__Task instructions__:
(A) Please decide whether each statement below agrees with the Muhammad Tughlaq passage, answering yes or no and quoting the words of the passage that settle it: (i) Muhammad Tughlaq was born in Multan. (ii) He was deposed in 1325. (iii) Building the new capital took nine years.
(B) Go on with the Muhammad Tughlaq passage, starting after its final sentence.

__Given passage__:
┌──

Muhammad Tughlaq: A Proto-Pakistani Sultan?

Muhammad Tughlaq: A Proto-Pakistani Sultan?
Born in Multan in 1290 to Sultan Ghiasuddin Tughlaq, the founder of the Tughlaq dynasty in India, Muhammad Tughlaq grew up to be a highly educated heir apparent. He was fluent in Persian, Hindavi, Arabic, Sanskrit and Turkish. He had a fascination for medicine, which he studied, and a skilled swordsman. But he was best known for his wild mood swings.

Had he lived today, he may have been diagnosed as suffering from bipolar disorder.

As the eighteenth sultan of the Delhi Sultanate, reigning from February 1325 until he was deposed in 1351, Muhammad Tughlaq gave full reign to his flights of fancy and caused catastrophe.

Muhammad Tughlaq took it into his head that the location of Delhi as India’s capital was unsuitable. He therefore declared that a grand new capital would be built hundreds of miles inland on the Deccan plateau and it would be known as Daulatabad — The Place of Wealth. Far from it, the folly of Daulatabad caused the sultan to bankrupt the treasury. He squandered years and untold treasure in building Daulatabad 1500 south of Delhi in southern India. It took nine years to build the new capital with huge cost in men and materials.

└──

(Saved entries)
┌──

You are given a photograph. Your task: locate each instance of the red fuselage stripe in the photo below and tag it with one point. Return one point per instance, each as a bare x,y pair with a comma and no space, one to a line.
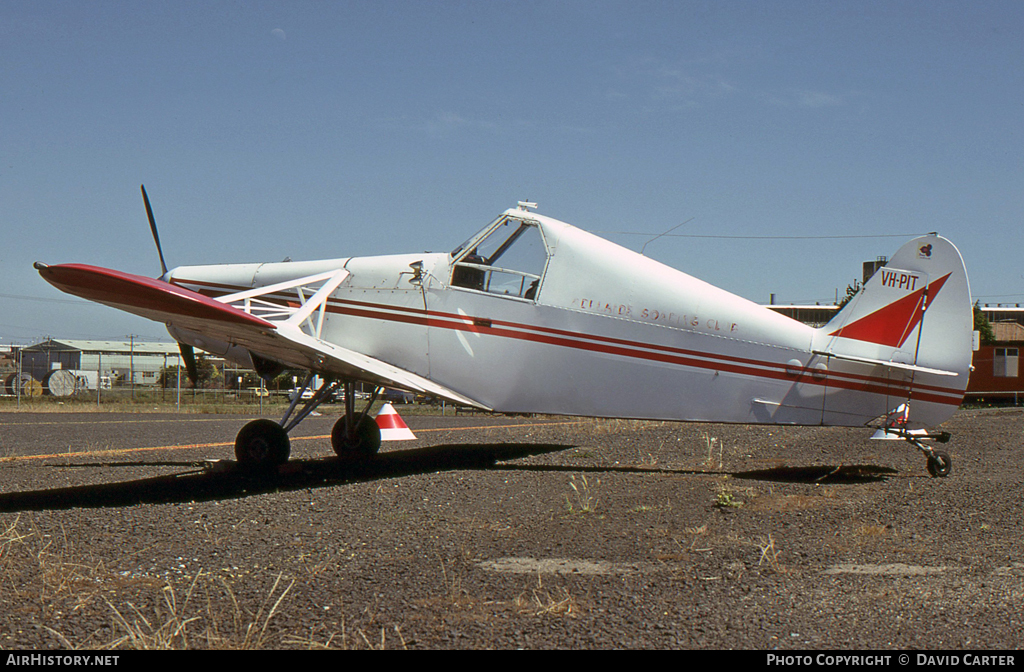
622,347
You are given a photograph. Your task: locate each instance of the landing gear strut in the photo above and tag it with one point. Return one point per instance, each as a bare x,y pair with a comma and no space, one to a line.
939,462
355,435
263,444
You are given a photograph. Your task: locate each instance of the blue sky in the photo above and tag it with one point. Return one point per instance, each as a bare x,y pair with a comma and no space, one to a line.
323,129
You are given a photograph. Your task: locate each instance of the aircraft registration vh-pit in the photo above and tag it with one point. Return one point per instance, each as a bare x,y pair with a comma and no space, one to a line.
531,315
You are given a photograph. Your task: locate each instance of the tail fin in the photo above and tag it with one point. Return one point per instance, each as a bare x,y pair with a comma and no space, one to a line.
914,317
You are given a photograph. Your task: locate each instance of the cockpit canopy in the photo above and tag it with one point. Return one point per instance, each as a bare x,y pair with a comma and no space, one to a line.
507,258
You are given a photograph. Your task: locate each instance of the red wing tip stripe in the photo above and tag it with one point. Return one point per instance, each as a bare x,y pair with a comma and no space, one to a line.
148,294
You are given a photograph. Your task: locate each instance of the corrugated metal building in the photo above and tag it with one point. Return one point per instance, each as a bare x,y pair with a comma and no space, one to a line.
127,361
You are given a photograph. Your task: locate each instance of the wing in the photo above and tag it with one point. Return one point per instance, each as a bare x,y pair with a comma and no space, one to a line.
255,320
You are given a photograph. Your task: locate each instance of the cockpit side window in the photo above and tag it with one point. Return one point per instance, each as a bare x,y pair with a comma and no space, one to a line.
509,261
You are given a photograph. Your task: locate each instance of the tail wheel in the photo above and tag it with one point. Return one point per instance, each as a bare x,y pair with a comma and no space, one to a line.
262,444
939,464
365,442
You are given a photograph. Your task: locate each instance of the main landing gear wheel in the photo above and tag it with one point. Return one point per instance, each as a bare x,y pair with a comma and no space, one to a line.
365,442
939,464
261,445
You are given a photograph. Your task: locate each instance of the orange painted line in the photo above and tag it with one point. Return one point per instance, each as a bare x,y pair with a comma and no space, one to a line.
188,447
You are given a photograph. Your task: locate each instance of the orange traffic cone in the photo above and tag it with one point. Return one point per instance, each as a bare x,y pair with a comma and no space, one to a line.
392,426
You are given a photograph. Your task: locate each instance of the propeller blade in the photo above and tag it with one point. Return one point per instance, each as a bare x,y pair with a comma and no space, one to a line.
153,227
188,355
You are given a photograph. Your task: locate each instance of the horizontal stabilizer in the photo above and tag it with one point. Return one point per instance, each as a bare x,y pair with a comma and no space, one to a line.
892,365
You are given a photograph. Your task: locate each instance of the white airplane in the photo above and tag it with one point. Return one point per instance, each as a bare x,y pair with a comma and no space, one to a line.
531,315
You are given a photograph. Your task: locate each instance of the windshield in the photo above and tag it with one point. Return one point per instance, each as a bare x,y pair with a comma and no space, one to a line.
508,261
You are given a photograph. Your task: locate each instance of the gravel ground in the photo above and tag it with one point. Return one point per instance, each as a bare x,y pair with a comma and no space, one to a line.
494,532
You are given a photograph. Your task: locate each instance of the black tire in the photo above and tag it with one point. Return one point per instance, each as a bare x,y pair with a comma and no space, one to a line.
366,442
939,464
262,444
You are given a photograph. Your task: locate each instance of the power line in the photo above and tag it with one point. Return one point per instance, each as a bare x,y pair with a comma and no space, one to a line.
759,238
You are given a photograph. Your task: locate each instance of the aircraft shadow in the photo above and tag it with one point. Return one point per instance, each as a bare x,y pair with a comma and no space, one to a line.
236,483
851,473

└──
┌──

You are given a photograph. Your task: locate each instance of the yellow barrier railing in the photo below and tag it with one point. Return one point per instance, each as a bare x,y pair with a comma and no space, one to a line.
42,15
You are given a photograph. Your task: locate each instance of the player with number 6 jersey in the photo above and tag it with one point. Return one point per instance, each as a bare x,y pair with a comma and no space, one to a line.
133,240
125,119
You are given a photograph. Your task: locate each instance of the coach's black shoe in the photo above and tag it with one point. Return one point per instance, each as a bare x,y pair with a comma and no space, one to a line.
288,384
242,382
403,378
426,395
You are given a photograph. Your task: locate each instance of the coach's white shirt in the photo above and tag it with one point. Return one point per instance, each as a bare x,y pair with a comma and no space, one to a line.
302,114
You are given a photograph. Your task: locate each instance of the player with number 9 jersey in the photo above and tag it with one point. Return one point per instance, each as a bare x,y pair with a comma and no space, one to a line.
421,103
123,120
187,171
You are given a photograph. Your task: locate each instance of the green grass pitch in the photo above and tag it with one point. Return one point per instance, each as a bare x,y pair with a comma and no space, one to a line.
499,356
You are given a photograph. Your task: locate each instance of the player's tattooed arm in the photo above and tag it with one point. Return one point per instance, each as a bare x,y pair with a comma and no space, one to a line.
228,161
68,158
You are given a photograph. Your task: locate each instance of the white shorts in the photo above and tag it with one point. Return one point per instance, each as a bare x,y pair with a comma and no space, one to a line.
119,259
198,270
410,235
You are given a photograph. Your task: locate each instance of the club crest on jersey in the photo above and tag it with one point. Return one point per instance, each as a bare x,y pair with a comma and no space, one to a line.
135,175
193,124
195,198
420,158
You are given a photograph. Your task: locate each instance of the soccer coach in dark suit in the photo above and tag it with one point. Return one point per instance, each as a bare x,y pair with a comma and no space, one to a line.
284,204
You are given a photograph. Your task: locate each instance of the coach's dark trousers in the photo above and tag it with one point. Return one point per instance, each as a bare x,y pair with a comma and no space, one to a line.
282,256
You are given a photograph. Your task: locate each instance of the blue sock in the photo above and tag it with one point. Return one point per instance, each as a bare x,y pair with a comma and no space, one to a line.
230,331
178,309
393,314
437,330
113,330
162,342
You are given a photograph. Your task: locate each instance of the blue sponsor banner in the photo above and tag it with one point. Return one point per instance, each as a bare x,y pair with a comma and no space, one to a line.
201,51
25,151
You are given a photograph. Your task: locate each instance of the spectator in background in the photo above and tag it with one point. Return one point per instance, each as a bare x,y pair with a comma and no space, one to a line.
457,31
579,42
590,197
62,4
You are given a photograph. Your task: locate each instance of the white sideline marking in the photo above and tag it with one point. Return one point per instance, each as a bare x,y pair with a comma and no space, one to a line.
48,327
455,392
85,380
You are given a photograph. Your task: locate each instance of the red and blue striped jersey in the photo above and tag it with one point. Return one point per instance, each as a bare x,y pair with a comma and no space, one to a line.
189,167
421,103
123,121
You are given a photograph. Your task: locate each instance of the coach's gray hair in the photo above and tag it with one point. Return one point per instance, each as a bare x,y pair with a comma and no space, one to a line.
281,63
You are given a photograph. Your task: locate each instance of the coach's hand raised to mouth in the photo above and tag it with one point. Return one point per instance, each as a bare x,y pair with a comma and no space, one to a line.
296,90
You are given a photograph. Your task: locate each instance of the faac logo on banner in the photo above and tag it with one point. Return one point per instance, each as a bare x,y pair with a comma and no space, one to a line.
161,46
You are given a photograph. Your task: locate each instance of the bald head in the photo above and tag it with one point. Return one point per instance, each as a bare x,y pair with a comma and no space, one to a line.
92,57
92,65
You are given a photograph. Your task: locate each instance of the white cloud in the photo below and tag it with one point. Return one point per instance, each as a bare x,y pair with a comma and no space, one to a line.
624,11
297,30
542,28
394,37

└──

__Results of the exercise__:
(A)
(i) Yes: "Born in Multan in 1290"
(ii) No: "reigning from February 1325 until he was deposed in 1351"
(iii) Yes: "It took nine years to build the new capital"

(B)
When the new capital was completed, the Sultan ordered the whole population of Delhi to immediately move to Daulatabad. When the populace demurred, he ordered an enforced eviction of Delhi. Thousands of men, women and children died during this ordeal due to extreme heat, and lack of provisions on the long journey.

A few months after the capital and the population had been shifted, the Sultan woke up one morning and realised that the new capital was so far away from the centre that it was impossible to govern India from that far. So he ordered that the entire population and the capital be shifted back to Delhi forthwith!

Muhammad Tughlaq’s other “visionary” scheme was the introduction of copper and brass coins in place of gold sovereigns, and these he decreed would be equal in value to gold. Due to this introduction, thousands of fake coins flooded the market and the currency was devalued. Next, the mercurial sultan assembled an army of 100,000 soldiers to conquer China. The idea was that the army would march through the Himalayas and Tibet and thus enter China.

It was first and last time in the history of India that anyone toyed with this idea! Sultan Muhammad’s entire army of a hundred thousand perished during this march, due to extreme cold, inability to adapt to altitude and lack of supplies. Only three officers made it back to Delhi.

No wonder the Sultan was deposed after an internal coup. Having been born in Multan, he died in Thatta, so we can take poetic license and pronounce that he was a proto-Pakistani.